━━━ Data shown ━━━

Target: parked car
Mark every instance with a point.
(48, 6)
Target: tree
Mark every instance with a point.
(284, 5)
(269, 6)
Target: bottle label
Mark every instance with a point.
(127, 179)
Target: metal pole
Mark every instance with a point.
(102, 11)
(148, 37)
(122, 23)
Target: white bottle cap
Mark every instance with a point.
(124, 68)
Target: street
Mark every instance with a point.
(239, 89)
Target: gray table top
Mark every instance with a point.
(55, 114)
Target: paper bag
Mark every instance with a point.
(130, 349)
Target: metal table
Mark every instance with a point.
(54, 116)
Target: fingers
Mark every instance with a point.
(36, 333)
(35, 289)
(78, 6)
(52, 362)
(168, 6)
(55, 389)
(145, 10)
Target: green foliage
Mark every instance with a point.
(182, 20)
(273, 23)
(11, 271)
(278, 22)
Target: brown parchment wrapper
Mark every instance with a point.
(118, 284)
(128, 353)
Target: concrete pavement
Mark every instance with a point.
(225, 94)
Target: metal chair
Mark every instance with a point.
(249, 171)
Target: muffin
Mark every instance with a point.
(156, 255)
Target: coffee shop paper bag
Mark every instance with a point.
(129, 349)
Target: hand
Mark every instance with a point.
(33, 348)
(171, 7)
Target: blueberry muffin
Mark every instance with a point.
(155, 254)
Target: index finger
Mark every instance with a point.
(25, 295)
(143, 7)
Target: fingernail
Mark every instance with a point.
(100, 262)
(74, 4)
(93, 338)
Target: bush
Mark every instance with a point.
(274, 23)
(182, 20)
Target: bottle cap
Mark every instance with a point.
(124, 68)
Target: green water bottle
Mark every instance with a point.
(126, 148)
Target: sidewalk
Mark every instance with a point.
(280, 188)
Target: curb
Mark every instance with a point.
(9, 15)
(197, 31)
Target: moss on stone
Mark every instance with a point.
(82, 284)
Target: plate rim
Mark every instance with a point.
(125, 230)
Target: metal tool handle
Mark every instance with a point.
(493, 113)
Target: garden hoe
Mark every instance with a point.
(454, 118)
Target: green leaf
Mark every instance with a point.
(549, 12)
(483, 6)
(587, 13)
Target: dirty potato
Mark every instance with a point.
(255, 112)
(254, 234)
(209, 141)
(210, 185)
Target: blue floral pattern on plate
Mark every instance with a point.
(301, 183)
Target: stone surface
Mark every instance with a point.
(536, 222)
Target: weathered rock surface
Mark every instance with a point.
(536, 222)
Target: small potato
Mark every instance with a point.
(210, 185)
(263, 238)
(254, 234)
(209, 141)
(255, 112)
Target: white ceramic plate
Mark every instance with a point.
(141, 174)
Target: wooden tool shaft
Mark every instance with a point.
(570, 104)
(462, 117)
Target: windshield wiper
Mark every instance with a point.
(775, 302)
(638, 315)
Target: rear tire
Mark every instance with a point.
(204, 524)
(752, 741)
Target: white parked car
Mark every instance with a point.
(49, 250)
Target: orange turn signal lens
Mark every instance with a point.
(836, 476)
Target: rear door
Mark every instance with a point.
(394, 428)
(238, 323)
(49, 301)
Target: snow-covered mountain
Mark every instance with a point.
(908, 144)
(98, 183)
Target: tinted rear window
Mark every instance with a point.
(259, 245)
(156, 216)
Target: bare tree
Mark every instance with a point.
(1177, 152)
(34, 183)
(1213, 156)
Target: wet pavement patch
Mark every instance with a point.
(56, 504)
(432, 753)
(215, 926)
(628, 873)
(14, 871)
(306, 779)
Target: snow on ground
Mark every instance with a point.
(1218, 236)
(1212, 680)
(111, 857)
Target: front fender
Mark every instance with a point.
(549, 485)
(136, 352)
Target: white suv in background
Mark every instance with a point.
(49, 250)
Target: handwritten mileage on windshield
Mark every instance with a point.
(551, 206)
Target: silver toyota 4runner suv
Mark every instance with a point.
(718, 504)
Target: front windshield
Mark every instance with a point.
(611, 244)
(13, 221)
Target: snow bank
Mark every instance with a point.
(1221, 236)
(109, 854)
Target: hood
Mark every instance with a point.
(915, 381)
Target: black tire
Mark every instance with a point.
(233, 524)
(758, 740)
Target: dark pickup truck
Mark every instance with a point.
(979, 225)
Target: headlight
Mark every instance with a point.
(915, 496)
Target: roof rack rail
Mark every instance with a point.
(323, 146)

━━━

▶ _What the task requires_
Of the entries listed above, reproduce only the lines starting at the line containing "Target: white ceramic plate" and ending at the line containing "Target: rear door". Include both, exactly as they stand.

▶ _Reply to the task_
Target: white ceramic plate
Mark every instance with a point.
(141, 174)
Target: wooden tool shaft
Mark every instance with a point.
(570, 104)
(462, 117)
Target: windshield wiper
Mark every instance with a point.
(775, 302)
(638, 315)
Target: rear tire
Mark every instance with a point.
(204, 524)
(752, 741)
Target: white parked car
Mark every instance with a point.
(49, 250)
Target: orange turn signal lens
Mark every instance with a point.
(836, 476)
Target: rear door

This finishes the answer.